++++ Text segment

I honestly don’t think you’re being very fair to the car. Like quoting the extended range mph of the Volt, as if that’s the meaningful number for this car.

Even a family that travels a lot probably spends more than 50% of their time in stop-and-go driving within 20 miles of home. But let’s say they spend 50% of their miles at 0 mpg, and 50% at 38 mpg, that’s still an average of 76mpg.

The only way to really measure the fuel efficiency of the car is to look at the total number of miles driven, and the total gallons of gasoline consumed. The per mile number is misleading because it changes dramatically depending on the mode of the car.

My guess is that the average Volt will get a lifetime mpg rating of close to 100.

No, you shouldn’t buy one if you’re guy who drives from city to city for a living. You might not want one if you live on a farm in a cold climate and have to drive 60 miles each way to get to the city. But then, you probably wouldn’t buy a Corvette for that, either.

You’re basically declaring the car a failure because it isn’t all things to all people. You call it a ‘niche car’ because it is lacking in utility compared to other vehicles. But people make choices like that all the time. A Camaro does not have as much utility as a Honda Accord. A Pontiac Solstice has even less. Every car is an exercise in tradeoffs, but you’re declaring the Volt’s to be fatal.

There are many people who rarely drive their cars outside of the city. Millions of people sit in traffic jams for hours a day, idling their engines. This is the Volt’s target market. Being brand-new technology in an attractive package, it also appeals to early adopters and the geek crowd. Being environmentally friendly it appeals to environmentalists.

++++++++

● **Goals**:
A: From the comment on the Volt, reproduce the passage starting at "No, you shouldn’t" and ending at "to be fatal.".
B: Render this sentence from the comment on the Volt in Spanish: "There are many people who rarely drive their cars outside of the city."

++++ Given entries

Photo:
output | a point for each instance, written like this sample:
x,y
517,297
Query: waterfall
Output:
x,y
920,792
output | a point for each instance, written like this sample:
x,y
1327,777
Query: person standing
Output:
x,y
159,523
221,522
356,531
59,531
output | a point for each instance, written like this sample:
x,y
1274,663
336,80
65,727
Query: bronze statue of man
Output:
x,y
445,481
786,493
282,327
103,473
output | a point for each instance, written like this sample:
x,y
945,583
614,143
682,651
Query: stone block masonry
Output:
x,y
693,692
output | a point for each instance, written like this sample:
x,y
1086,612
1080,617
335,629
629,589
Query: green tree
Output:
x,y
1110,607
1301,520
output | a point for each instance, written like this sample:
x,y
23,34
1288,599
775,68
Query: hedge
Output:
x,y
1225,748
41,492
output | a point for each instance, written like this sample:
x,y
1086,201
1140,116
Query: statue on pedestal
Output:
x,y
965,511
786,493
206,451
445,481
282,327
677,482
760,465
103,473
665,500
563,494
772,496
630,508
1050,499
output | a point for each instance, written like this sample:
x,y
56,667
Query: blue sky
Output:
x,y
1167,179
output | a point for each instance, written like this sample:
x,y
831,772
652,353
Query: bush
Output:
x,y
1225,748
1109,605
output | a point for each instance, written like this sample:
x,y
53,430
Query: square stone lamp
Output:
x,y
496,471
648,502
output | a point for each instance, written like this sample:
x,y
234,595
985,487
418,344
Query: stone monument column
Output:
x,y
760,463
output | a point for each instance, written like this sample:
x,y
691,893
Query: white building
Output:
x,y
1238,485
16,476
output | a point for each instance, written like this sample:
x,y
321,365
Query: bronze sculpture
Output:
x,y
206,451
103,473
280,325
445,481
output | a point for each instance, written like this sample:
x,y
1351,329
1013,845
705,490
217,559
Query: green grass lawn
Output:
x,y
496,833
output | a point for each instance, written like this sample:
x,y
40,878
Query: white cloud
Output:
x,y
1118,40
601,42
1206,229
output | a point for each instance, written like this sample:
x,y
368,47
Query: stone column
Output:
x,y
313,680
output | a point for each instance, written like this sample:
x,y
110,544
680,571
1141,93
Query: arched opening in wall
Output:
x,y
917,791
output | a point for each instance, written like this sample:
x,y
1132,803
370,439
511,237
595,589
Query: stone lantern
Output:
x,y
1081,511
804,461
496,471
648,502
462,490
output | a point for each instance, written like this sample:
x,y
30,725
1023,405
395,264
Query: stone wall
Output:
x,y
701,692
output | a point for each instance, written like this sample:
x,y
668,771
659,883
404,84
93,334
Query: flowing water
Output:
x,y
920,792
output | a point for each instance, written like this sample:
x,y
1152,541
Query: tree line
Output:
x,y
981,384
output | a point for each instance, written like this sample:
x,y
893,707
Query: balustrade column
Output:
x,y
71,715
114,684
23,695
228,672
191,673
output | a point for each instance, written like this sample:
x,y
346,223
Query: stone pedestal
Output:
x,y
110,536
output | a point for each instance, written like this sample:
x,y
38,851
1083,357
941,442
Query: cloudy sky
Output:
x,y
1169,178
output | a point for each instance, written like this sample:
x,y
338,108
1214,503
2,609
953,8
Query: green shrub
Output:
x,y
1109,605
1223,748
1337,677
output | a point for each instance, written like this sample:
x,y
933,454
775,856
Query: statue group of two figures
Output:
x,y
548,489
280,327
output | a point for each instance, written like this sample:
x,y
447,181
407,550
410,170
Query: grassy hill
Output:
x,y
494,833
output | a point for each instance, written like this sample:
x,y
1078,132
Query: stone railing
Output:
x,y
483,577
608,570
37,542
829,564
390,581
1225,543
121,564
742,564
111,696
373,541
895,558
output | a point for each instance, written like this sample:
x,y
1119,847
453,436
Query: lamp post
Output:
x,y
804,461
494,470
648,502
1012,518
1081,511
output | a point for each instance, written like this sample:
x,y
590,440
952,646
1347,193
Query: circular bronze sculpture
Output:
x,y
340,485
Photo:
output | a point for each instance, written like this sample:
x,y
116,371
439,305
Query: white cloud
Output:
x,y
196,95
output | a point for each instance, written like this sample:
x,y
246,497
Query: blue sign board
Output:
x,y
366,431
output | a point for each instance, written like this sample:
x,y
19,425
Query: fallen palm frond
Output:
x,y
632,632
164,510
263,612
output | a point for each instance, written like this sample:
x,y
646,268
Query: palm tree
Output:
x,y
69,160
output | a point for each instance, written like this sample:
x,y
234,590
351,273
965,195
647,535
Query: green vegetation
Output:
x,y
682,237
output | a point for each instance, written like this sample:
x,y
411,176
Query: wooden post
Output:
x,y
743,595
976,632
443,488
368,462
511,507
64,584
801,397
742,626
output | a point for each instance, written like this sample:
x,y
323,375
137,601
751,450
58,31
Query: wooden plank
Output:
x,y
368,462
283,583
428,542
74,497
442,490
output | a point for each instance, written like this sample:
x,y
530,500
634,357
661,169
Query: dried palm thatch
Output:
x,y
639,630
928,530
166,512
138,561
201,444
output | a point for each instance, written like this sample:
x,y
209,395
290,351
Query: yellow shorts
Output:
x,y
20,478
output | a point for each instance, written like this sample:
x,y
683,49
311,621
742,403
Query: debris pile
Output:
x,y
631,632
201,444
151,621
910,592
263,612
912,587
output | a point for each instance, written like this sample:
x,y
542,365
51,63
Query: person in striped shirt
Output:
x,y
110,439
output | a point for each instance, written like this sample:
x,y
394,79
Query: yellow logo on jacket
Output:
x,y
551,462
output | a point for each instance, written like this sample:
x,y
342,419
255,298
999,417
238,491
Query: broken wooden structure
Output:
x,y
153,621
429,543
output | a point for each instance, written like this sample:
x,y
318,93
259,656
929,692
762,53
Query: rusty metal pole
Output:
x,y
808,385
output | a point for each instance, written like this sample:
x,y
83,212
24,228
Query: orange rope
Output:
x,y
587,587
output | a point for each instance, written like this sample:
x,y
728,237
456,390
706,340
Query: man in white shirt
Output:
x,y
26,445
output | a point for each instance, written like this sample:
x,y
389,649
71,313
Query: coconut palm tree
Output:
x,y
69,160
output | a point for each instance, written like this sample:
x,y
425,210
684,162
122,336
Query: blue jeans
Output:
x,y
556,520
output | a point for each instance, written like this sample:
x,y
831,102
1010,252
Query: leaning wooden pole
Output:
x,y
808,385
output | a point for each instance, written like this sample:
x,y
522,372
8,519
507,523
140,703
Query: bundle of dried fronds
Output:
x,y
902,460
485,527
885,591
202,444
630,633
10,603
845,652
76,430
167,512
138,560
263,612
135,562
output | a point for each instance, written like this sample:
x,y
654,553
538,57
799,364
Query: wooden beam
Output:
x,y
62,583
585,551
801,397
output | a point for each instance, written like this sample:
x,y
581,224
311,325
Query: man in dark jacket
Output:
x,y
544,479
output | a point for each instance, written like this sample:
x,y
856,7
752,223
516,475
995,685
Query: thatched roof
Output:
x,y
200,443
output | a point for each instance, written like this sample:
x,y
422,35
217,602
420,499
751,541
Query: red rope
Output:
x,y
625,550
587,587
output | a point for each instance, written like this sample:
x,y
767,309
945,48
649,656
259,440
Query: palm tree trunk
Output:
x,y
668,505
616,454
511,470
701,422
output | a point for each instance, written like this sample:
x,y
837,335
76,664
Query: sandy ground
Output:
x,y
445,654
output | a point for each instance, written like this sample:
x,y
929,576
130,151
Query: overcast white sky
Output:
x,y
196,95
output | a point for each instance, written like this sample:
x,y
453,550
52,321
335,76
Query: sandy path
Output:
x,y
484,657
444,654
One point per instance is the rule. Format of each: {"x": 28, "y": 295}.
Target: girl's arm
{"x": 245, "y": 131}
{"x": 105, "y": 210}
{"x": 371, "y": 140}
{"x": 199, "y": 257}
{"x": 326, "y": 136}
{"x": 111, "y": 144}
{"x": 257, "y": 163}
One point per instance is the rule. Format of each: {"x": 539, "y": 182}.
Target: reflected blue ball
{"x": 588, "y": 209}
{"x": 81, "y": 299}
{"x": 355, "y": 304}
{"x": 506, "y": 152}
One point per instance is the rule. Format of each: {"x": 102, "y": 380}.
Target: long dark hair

++++++++

● **Solutions to the tasks**:
A:
No, you shouldn’t buy one if you’re guy who drives from city to city for a living. You might not want one if you live on a farm in a cold climate and have to drive 60 miles each way to get to the city. But then, you probably wouldn’t buy a Corvette for that, either.

You’re basically declaring the car a failure because it isn’t all things to all people. You call it a ‘niche car’ because it is lacking in utility compared to other vehicles. But people make choices like that all the time. A Camaro does not have as much utility as a Honda Accord. A Pontiac Solstice has even less. Every car is an exercise in tradeoffs, but you’re declaring the Volt’s to be fatal.

B: Hay muchas personas que rara vez conducen sus autos fuera de la ciudad.